>>>>>

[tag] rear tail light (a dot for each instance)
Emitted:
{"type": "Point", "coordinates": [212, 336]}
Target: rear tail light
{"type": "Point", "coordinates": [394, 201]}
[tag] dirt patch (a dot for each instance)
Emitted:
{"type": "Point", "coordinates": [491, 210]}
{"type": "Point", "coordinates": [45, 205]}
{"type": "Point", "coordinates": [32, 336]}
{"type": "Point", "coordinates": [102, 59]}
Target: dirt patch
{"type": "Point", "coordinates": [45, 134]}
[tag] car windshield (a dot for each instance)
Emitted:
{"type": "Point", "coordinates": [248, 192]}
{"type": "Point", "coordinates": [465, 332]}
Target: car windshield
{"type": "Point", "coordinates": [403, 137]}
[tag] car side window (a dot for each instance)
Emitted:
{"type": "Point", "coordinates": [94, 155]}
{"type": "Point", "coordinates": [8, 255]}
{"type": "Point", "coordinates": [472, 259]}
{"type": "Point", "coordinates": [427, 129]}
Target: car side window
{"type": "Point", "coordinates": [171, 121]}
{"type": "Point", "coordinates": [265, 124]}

<<<<<

## INSTRUCTIONS TO FOLLOW
Return a copy of every line in the records that includes the string "instance".

## RESPONSE
[tag] rear tail light (a dot for each instance)
[tag] dirt patch (a dot for each instance)
[tag] car windshield (a dot for each instance)
[tag] car side window (a dot for each instance)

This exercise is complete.